━━━━━ EXERCISE DATA

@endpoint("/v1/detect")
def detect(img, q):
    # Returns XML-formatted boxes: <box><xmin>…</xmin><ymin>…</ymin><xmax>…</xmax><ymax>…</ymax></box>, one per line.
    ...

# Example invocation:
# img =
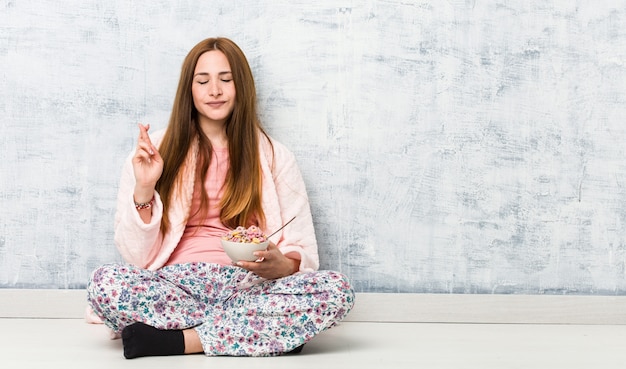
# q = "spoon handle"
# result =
<box><xmin>267</xmin><ymin>216</ymin><xmax>296</xmax><ymax>239</ymax></box>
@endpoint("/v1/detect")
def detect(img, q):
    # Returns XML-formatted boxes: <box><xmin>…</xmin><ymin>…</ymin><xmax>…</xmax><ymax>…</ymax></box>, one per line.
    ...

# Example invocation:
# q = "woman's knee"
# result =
<box><xmin>320</xmin><ymin>271</ymin><xmax>356</xmax><ymax>316</ymax></box>
<box><xmin>87</xmin><ymin>263</ymin><xmax>132</xmax><ymax>296</ymax></box>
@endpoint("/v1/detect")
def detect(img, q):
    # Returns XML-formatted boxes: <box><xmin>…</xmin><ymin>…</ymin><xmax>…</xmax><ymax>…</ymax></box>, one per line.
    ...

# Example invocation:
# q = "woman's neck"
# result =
<box><xmin>199</xmin><ymin>120</ymin><xmax>228</xmax><ymax>149</ymax></box>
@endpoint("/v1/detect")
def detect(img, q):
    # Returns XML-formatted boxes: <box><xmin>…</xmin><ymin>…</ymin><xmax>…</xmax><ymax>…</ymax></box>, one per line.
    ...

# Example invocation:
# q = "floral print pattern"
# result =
<box><xmin>87</xmin><ymin>262</ymin><xmax>354</xmax><ymax>356</ymax></box>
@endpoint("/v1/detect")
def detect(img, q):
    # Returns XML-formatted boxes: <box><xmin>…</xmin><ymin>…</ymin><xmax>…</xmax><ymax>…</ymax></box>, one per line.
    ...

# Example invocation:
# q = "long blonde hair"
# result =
<box><xmin>156</xmin><ymin>37</ymin><xmax>272</xmax><ymax>234</ymax></box>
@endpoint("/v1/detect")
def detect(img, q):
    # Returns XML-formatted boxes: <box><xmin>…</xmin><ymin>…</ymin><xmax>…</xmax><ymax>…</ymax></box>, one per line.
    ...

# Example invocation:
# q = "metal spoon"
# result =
<box><xmin>267</xmin><ymin>216</ymin><xmax>296</xmax><ymax>239</ymax></box>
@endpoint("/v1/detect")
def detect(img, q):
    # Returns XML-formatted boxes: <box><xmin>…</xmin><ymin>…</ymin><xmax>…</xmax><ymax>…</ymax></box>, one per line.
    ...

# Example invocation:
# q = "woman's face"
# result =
<box><xmin>192</xmin><ymin>50</ymin><xmax>236</xmax><ymax>127</ymax></box>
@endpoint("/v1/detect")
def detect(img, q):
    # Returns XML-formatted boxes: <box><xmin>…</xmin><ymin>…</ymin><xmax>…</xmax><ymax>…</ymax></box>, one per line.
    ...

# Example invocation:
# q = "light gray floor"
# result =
<box><xmin>3</xmin><ymin>318</ymin><xmax>626</xmax><ymax>369</ymax></box>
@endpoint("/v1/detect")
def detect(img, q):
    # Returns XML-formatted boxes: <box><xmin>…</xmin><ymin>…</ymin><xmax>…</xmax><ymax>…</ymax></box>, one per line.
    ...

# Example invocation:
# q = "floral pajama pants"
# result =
<box><xmin>87</xmin><ymin>262</ymin><xmax>355</xmax><ymax>356</ymax></box>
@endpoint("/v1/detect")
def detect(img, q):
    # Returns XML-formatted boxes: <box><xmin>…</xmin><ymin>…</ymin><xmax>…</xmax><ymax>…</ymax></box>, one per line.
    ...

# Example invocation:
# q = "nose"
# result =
<box><xmin>208</xmin><ymin>80</ymin><xmax>222</xmax><ymax>97</ymax></box>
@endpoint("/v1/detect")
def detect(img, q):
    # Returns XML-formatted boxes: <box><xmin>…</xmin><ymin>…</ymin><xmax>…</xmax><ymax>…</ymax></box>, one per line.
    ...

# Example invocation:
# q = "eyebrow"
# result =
<box><xmin>193</xmin><ymin>71</ymin><xmax>232</xmax><ymax>78</ymax></box>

━━━━━━━━━━

TO DO
Copy every line above exactly; images stay out.

RESPONSE
@endpoint("/v1/detect")
def detect(img, q):
    # Returns XML-formatted boxes: <box><xmin>…</xmin><ymin>…</ymin><xmax>…</xmax><ymax>…</ymax></box>, one per line.
    ...

# Example invocation:
# img =
# q = "spoon handle"
# result =
<box><xmin>267</xmin><ymin>216</ymin><xmax>296</xmax><ymax>239</ymax></box>
@endpoint("/v1/detect")
def detect(img, q):
    # Returns XML-formatted boxes: <box><xmin>…</xmin><ymin>…</ymin><xmax>…</xmax><ymax>…</ymax></box>, one per line.
    ...

# Example invocation:
# q = "woman's knee"
# result =
<box><xmin>320</xmin><ymin>271</ymin><xmax>356</xmax><ymax>316</ymax></box>
<box><xmin>87</xmin><ymin>263</ymin><xmax>132</xmax><ymax>296</ymax></box>
@endpoint("/v1/detect")
def detect(img, q):
    # Returns XML-formatted boxes: <box><xmin>…</xmin><ymin>…</ymin><xmax>…</xmax><ymax>…</ymax></box>, one per line.
    ...

# Example invocation:
# q = "woman's neck"
# result =
<box><xmin>199</xmin><ymin>120</ymin><xmax>228</xmax><ymax>149</ymax></box>
@endpoint("/v1/detect")
def detect(img, q):
    # Returns XML-formatted boxes: <box><xmin>…</xmin><ymin>…</ymin><xmax>…</xmax><ymax>…</ymax></box>, one per line.
    ...

# Example invocation:
# q = "floral print pattern"
# result =
<box><xmin>87</xmin><ymin>262</ymin><xmax>354</xmax><ymax>356</ymax></box>
@endpoint("/v1/detect")
def detect(img, q):
    # Returns XML-formatted boxes: <box><xmin>…</xmin><ymin>…</ymin><xmax>…</xmax><ymax>…</ymax></box>, one per line.
    ...

# Example invocation:
# q = "long blonde hair"
# result =
<box><xmin>156</xmin><ymin>37</ymin><xmax>272</xmax><ymax>234</ymax></box>
@endpoint("/v1/detect")
def detect(img, q):
    # Returns XML-formatted boxes: <box><xmin>…</xmin><ymin>…</ymin><xmax>…</xmax><ymax>…</ymax></box>, one per line.
    ...

# Example invocation:
# q = "metal spoon"
# result =
<box><xmin>267</xmin><ymin>216</ymin><xmax>296</xmax><ymax>239</ymax></box>
@endpoint("/v1/detect")
def detect(img, q):
    # Returns XML-formatted boxes: <box><xmin>…</xmin><ymin>…</ymin><xmax>…</xmax><ymax>…</ymax></box>, one per line.
    ...

# Example invocation:
# q = "woman's face"
# result =
<box><xmin>192</xmin><ymin>50</ymin><xmax>236</xmax><ymax>127</ymax></box>
@endpoint("/v1/detect")
def detect(img, q):
    # Returns XML-formatted boxes: <box><xmin>…</xmin><ymin>…</ymin><xmax>…</xmax><ymax>…</ymax></box>, one per line.
    ...

# Example invocation:
# q = "light gray floor"
# result =
<box><xmin>3</xmin><ymin>318</ymin><xmax>626</xmax><ymax>369</ymax></box>
@endpoint("/v1/detect")
def detect(img, q):
    # Returns XML-formatted boxes: <box><xmin>…</xmin><ymin>…</ymin><xmax>…</xmax><ymax>…</ymax></box>, one per line.
    ...

# Example invocation:
# q = "floral pajama pants"
# result =
<box><xmin>87</xmin><ymin>262</ymin><xmax>355</xmax><ymax>356</ymax></box>
@endpoint("/v1/detect")
def detect(img, q):
    # Returns XML-formatted boxes: <box><xmin>…</xmin><ymin>…</ymin><xmax>…</xmax><ymax>…</ymax></box>, one per line.
    ...

# Example invocation:
# q = "nose"
# result =
<box><xmin>208</xmin><ymin>80</ymin><xmax>222</xmax><ymax>97</ymax></box>
@endpoint("/v1/detect")
def detect(img, q):
    # Returns XML-formatted boxes: <box><xmin>…</xmin><ymin>…</ymin><xmax>…</xmax><ymax>…</ymax></box>, one per line.
    ...

# Example invocation:
# q = "eyebrow"
# result =
<box><xmin>193</xmin><ymin>71</ymin><xmax>232</xmax><ymax>78</ymax></box>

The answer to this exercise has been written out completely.